» Available records:
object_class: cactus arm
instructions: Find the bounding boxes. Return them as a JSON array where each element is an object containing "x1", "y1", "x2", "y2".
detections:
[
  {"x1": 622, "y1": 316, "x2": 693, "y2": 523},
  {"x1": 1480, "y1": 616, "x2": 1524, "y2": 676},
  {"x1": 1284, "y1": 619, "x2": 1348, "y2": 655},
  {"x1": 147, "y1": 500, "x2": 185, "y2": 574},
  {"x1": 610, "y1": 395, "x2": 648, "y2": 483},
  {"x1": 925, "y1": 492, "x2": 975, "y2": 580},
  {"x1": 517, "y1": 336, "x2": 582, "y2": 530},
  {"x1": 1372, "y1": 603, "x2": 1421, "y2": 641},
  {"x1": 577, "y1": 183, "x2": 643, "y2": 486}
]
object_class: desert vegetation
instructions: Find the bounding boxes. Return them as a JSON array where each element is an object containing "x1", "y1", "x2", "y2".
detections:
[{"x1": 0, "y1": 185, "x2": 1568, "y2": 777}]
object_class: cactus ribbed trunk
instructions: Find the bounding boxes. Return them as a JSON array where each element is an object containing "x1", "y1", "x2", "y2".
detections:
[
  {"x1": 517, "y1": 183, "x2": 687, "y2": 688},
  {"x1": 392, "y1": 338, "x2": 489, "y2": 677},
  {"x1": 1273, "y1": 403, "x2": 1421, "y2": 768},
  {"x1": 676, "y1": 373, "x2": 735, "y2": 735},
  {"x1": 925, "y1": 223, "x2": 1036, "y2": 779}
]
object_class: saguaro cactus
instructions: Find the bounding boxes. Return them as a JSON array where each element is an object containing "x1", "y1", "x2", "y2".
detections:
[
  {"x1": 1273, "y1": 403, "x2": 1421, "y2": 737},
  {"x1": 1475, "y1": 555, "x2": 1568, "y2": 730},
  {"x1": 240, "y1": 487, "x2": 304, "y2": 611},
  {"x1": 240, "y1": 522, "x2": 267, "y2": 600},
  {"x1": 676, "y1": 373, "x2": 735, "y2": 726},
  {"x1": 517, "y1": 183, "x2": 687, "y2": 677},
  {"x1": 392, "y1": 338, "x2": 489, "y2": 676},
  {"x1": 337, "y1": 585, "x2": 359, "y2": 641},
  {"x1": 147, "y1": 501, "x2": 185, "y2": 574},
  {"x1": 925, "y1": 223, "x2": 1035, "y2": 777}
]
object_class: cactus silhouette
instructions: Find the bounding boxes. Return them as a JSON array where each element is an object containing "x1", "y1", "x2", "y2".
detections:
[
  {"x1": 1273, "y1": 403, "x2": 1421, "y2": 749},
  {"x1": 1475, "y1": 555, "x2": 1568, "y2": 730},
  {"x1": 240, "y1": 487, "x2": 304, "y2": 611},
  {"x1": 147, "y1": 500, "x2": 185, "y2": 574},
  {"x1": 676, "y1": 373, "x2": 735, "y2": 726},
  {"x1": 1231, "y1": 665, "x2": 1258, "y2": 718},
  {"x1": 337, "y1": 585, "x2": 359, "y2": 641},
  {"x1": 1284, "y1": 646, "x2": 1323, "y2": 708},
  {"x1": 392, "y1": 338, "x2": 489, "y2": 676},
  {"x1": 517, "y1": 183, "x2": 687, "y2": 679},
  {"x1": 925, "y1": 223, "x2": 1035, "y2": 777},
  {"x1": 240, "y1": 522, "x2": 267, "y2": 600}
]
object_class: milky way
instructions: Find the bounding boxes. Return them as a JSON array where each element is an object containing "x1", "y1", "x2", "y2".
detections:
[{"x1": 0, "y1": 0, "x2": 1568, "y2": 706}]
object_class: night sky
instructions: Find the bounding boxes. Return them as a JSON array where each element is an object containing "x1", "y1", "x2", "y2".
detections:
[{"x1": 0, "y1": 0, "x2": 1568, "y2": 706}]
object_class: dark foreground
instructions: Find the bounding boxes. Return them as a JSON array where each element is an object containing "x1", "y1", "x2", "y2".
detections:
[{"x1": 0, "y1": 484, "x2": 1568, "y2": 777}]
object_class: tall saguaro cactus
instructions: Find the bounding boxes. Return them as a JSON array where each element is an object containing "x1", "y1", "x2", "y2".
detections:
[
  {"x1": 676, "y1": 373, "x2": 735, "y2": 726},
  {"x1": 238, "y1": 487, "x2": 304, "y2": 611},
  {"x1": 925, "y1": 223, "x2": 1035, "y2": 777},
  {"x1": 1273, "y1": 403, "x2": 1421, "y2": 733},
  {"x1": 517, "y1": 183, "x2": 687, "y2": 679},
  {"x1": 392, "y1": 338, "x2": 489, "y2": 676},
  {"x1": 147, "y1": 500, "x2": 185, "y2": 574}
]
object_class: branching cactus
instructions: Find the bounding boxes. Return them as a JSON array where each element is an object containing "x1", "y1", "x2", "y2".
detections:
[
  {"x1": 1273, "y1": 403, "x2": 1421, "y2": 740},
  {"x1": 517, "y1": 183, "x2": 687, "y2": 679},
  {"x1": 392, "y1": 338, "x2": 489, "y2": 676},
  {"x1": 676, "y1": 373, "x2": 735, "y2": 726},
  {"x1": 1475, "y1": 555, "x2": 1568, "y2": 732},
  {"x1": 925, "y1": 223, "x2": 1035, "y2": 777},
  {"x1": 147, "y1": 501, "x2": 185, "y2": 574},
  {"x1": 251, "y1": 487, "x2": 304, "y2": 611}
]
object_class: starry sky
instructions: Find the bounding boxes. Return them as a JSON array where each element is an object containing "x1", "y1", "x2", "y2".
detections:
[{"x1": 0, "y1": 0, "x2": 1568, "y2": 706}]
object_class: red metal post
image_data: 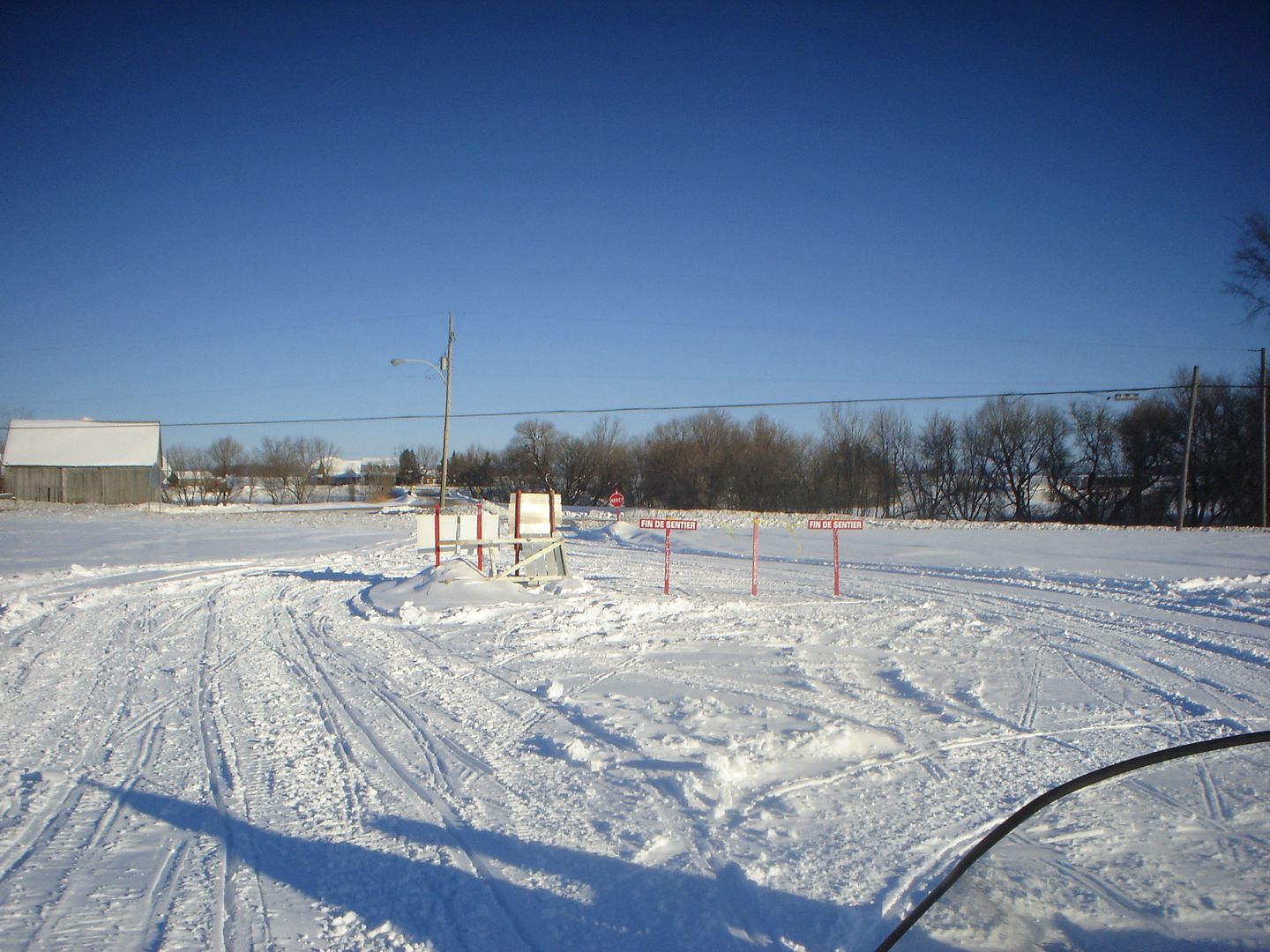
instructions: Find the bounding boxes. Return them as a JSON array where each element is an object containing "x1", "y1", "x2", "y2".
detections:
[
  {"x1": 661, "y1": 530, "x2": 670, "y2": 595},
  {"x1": 512, "y1": 490, "x2": 520, "y2": 575},
  {"x1": 833, "y1": 529, "x2": 842, "y2": 595},
  {"x1": 750, "y1": 516, "x2": 758, "y2": 598}
]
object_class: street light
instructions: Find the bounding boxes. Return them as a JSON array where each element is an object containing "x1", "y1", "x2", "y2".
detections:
[{"x1": 390, "y1": 315, "x2": 455, "y2": 509}]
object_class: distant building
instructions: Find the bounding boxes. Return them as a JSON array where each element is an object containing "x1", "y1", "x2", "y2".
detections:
[{"x1": 3, "y1": 420, "x2": 162, "y2": 505}]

» Stated goal:
Rewrite the lines of the records as a Markdown table with the columns Row and Line. Start at the line holding "object_class: red metal post" and go through the end of the records, both included. Number each row, skip blank lines, and leave the pictures out.

» Task output:
| Row | Line |
|---|---|
| 1 | object_class: red metal post |
| 2 | image_data:  |
| 3 | instructions: Find the bounding boxes. Return them as a JSON array where each element is an object containing "x1", "y1", "x2", "y2". |
| 4 | detections: |
| 5 | [ |
| 6 |   {"x1": 661, "y1": 530, "x2": 670, "y2": 595}, |
| 7 |   {"x1": 512, "y1": 490, "x2": 520, "y2": 575}, |
| 8 |   {"x1": 833, "y1": 529, "x2": 842, "y2": 595}, |
| 9 |   {"x1": 750, "y1": 516, "x2": 758, "y2": 598} |
| 10 | ] |
| 11 | object_class: street light |
| 12 | instructions: Find the bounding boxes. Return them as a JSON array where each element is an object containing "x1", "y1", "x2", "y2". |
| 13 | detections: |
| 14 | [{"x1": 390, "y1": 315, "x2": 455, "y2": 509}] |
| 15 | object_class: distant building |
| 16 | instructions: Find the bounding boxes. Return them as a JSON array where each element is an object containing "x1", "y1", "x2", "y2". |
| 17 | detections: |
| 18 | [{"x1": 3, "y1": 420, "x2": 162, "y2": 505}] |